→ **Required work**: Can you repeat every one of the records below word for word, leaving out the pictures?

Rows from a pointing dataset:
========================================================================
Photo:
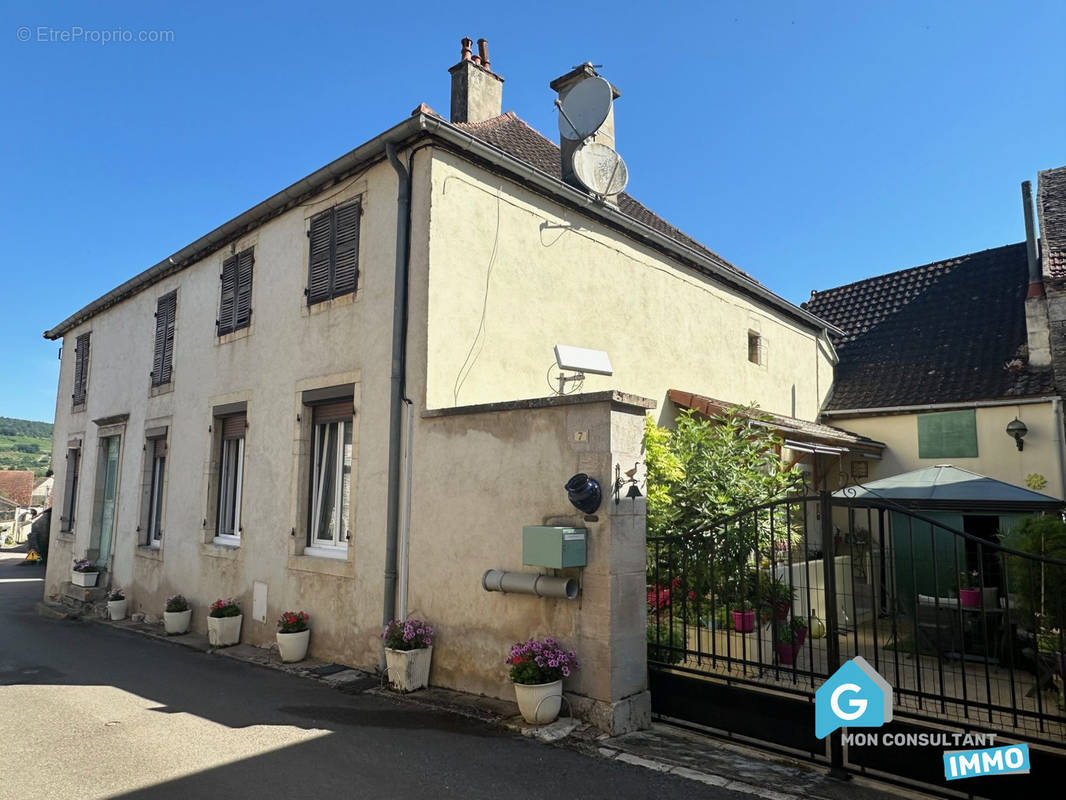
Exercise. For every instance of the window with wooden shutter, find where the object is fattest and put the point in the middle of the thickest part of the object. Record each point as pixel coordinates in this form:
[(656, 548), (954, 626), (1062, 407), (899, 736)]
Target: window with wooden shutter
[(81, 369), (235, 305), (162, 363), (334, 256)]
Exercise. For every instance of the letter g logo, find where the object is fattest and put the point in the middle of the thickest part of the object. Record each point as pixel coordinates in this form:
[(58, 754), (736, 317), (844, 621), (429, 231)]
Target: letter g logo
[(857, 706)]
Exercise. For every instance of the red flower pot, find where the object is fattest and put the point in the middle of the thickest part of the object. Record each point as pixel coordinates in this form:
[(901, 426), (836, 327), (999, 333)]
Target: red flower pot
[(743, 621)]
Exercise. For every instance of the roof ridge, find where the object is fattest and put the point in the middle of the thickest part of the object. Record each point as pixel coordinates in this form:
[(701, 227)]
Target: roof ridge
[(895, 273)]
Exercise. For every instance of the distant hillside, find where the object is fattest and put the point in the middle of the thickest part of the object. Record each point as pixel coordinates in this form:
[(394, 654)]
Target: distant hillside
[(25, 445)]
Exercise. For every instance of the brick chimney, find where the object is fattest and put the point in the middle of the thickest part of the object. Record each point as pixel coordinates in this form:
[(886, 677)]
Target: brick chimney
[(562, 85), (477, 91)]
========================================================================
→ **The output**:
Photo:
Exercise. For every instance of the window with wooden shutter, find where the object is fattest and put the point in the middle of the thickest part of the object. Record each point as pixel coordinates in this form:
[(656, 548), (954, 626), (1062, 407), (899, 736)]
Target: window with wooden shutter
[(81, 369), (235, 305), (162, 363), (334, 256)]
Exercise. For every instance of the letter g logo, find where the object is fattest and put the point in the middle of the thickest part of the object. Record each point as pixel coordinates in this form:
[(58, 754), (736, 317), (844, 621), (429, 231)]
Target: letter g logo
[(857, 706)]
Exercise. For every instance of the red flower pot, find where the object is fattest and put the point in the middle of the thickest part of the object. Record each point as pixel coordinates in this form:
[(901, 426), (836, 327), (999, 333)]
Target: red flower pot
[(743, 621)]
Exercise. For every instance of the roof ridge, find where the object is fattest and put the point in the middle of the thickest part of the object. Record each point as pixel coordinates in this form:
[(701, 227)]
Target: roof ridge
[(895, 273)]
Exercise. For every instance of the distant hillside, find where the object is fattest and put the point in the middle of the thickest part of the object. Record each point as pixel coordinates in this form:
[(394, 654)]
Target: distant hillside
[(25, 445)]
Exercise. For every instance of the brick chimney, find where the object is fattest and put the point in the middle of the thickest part of the object. Record each point as pixel coordinates in this form:
[(886, 677)]
Target: brick chimney
[(562, 85), (477, 91)]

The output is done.